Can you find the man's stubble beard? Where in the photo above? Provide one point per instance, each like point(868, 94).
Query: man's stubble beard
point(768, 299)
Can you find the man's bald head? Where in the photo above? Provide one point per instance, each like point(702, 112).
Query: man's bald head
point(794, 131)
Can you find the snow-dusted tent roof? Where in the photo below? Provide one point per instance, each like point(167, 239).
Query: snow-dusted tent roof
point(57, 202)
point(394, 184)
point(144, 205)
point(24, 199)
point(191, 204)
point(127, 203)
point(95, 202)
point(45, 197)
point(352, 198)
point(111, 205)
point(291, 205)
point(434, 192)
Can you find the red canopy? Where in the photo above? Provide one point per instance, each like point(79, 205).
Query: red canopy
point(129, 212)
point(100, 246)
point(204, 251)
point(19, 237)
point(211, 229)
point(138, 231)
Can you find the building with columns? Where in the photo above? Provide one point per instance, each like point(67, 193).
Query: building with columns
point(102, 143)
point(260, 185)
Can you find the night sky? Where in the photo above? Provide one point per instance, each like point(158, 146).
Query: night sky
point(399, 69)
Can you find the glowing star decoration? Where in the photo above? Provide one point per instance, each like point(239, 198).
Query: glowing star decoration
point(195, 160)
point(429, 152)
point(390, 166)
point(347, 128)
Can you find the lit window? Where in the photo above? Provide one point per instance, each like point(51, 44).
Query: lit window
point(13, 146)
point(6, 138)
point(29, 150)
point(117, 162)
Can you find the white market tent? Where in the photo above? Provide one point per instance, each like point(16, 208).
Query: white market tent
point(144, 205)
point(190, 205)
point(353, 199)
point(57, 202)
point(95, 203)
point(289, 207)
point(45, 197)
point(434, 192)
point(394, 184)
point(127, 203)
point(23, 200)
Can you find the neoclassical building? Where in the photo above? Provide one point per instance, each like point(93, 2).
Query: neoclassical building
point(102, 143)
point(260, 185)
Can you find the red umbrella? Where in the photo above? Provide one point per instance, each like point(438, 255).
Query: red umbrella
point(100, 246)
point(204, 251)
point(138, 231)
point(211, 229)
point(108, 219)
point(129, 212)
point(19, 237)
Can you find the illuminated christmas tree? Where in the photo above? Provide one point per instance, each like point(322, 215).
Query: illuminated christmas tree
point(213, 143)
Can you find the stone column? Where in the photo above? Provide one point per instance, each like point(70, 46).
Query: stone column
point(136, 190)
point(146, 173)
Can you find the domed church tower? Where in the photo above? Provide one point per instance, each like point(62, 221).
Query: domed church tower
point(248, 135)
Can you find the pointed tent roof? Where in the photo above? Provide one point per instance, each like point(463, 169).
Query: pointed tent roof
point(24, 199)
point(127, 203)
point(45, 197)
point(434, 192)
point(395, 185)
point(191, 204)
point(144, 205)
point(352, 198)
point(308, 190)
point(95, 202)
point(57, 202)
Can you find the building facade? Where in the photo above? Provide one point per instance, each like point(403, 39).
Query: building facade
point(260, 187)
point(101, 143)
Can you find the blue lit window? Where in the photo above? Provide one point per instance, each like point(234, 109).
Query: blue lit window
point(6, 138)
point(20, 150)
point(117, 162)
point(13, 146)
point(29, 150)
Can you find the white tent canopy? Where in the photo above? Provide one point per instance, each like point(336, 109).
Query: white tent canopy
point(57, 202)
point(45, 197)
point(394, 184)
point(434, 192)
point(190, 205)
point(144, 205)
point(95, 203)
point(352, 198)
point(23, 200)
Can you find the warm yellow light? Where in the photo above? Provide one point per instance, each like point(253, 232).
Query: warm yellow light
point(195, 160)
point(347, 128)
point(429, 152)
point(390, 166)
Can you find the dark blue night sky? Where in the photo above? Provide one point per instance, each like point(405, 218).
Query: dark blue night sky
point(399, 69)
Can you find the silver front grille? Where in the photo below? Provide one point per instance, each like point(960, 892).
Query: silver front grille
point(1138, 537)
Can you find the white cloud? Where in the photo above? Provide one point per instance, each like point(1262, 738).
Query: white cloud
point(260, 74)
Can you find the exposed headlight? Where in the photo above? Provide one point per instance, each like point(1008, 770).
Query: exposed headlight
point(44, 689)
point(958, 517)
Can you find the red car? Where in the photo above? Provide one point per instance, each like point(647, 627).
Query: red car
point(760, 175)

◆ ◆ ◆ ◆

将从包含“Can you find the white tent”的那一行往下、直到包含“point(1138, 537)”的那一行为止的全部行（首尾两行都算在内）重新写出。每个答案坐标的横、纵两个数值各加96作平移，其余行原样保留。

Can you find the white tent canopy? Where in the photo above? Provide one point per instance, each like point(336, 109).
Query: white tent canopy
point(153, 298)
point(141, 293)
point(490, 280)
point(530, 288)
point(286, 301)
point(240, 301)
point(191, 299)
point(448, 294)
point(119, 296)
Can you find the warm yellow light? Where in the photo above? Provide one point per instance, each like point(253, 232).
Query: warm yellow light
point(291, 256)
point(443, 224)
point(525, 248)
point(486, 262)
Can you find the dark blue night sky? Where in the photo above? Provide one point per instance, each like point(405, 218).
Query: dark blue night sky
point(495, 165)
Can you find the silver front grille? Where in the photo below? Provide one point per instance, each like point(960, 892).
Query: silver front grille
point(1234, 633)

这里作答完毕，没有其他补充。